[Pointing dataset records]
******

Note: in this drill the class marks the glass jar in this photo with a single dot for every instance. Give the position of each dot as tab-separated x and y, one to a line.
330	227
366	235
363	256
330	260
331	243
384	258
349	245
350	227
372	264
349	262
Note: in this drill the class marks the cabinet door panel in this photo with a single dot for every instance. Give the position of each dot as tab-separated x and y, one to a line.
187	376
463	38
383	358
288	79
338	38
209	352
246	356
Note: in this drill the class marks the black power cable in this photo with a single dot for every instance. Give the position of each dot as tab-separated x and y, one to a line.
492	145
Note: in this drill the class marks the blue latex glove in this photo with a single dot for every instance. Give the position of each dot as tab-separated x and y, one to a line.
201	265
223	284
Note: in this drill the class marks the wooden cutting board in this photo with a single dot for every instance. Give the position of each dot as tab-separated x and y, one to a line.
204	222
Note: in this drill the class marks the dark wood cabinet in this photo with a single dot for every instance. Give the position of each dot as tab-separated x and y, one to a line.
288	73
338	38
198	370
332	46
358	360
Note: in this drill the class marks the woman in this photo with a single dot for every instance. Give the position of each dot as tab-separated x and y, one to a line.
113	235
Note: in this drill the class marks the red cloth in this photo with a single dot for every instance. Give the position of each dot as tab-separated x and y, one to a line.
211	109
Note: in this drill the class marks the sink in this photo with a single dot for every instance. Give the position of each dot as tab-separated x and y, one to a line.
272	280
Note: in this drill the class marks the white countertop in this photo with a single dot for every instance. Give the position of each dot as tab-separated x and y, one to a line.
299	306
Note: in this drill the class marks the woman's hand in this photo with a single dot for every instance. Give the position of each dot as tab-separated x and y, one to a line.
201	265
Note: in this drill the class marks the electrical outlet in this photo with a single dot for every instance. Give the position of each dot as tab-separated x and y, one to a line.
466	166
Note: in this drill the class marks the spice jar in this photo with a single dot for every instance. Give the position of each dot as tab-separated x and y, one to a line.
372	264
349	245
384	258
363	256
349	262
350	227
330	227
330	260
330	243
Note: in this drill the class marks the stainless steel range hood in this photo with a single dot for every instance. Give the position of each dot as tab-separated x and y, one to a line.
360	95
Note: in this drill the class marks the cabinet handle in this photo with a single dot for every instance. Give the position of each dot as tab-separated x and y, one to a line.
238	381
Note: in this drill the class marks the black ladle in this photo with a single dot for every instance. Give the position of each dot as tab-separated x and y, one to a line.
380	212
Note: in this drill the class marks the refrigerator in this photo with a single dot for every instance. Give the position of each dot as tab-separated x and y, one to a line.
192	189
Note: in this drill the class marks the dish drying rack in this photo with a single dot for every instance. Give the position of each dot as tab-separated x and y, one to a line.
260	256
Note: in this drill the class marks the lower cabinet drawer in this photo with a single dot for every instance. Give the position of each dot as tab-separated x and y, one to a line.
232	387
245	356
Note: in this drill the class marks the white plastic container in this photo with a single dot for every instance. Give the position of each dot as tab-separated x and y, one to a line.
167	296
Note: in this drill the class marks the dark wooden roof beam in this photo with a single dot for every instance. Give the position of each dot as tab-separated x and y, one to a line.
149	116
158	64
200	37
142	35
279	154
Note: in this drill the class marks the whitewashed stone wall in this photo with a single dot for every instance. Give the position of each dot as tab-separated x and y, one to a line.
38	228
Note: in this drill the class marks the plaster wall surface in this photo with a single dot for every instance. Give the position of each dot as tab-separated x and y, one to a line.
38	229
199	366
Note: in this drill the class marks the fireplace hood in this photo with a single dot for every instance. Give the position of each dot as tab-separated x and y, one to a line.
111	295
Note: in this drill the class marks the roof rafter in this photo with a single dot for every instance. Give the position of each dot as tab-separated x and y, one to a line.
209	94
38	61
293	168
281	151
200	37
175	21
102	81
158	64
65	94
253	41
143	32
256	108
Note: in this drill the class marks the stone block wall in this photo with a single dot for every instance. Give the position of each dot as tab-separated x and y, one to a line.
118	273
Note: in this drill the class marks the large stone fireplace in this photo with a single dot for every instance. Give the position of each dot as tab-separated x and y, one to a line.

******

• DIRECTIVE: Rewrite only the lines from the one containing "Note: in this drill the class marks the roof" down to the end of the records, keeping each request line as it is. Increase every x and y coordinate in the answers by 133.

• RESPONSE:
Note: in this drill the class marks the roof rafter in this photo with a single dot for every instance. Give the position of each dot as tab-separated x and y, one to a line.
342	227
171	194
426	301
414	284
333	170
308	154
235	214
291	197
198	227
386	174
276	165
389	241
Note: in this drill the class marks the stone block wall in this photo with a single dot for every instance. Give the position of each dot as tab-separated x and y, one to a line.
251	406
Note: in this drill the class marks the large stone fireplace in this photo with a single dot for every instance. Give the position of each dot as tab-separated x and y, one to a line.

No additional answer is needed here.